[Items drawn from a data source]
_ _ _ _ _
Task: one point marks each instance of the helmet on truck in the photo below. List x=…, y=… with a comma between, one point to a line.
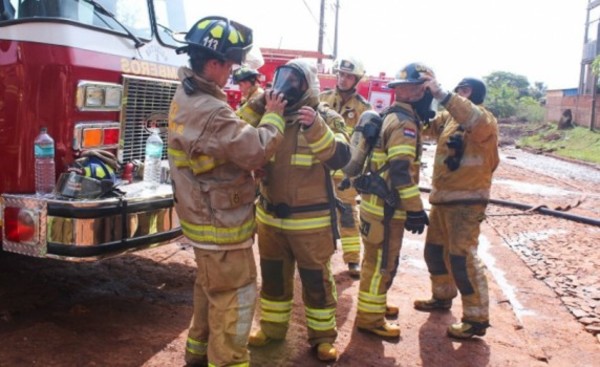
x=220, y=38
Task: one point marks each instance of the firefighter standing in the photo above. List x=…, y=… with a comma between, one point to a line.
x=465, y=159
x=247, y=79
x=348, y=103
x=211, y=155
x=296, y=214
x=391, y=200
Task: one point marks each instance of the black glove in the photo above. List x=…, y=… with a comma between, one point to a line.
x=416, y=221
x=456, y=143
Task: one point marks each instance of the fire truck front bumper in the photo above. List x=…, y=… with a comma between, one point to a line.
x=83, y=229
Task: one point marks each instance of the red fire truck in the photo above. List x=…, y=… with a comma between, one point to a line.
x=98, y=75
x=373, y=88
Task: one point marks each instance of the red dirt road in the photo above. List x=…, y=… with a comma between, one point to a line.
x=134, y=310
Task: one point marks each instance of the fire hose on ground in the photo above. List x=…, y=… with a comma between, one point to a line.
x=539, y=209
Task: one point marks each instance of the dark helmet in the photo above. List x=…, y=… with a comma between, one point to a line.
x=91, y=178
x=477, y=86
x=220, y=37
x=244, y=73
x=412, y=73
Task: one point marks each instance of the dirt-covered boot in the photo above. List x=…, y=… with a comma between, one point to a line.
x=467, y=329
x=354, y=270
x=386, y=331
x=258, y=339
x=432, y=304
x=391, y=311
x=326, y=352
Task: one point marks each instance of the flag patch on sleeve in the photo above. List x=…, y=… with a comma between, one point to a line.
x=410, y=133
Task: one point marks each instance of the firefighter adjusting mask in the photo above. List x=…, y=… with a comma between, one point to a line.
x=291, y=82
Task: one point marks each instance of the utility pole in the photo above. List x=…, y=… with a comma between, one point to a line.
x=337, y=11
x=321, y=30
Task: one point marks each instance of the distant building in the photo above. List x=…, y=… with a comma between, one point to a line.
x=582, y=99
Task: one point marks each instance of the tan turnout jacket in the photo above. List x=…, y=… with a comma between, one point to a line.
_ _ _ _ _
Goal
Repeat everything in the records from the line containing "Task: one point marks each instance of the red dirt" down through the line containing "x=539, y=209", with both of those lines included.

Full output
Task: one point marks each instance of the red dirt road in the photo above. List x=…, y=… with a comma between, one point to a line.
x=134, y=310
Task: one point marks each instance of the fire hose on ground in the photo above. List x=…, y=… with a comma between, one point to a line.
x=539, y=209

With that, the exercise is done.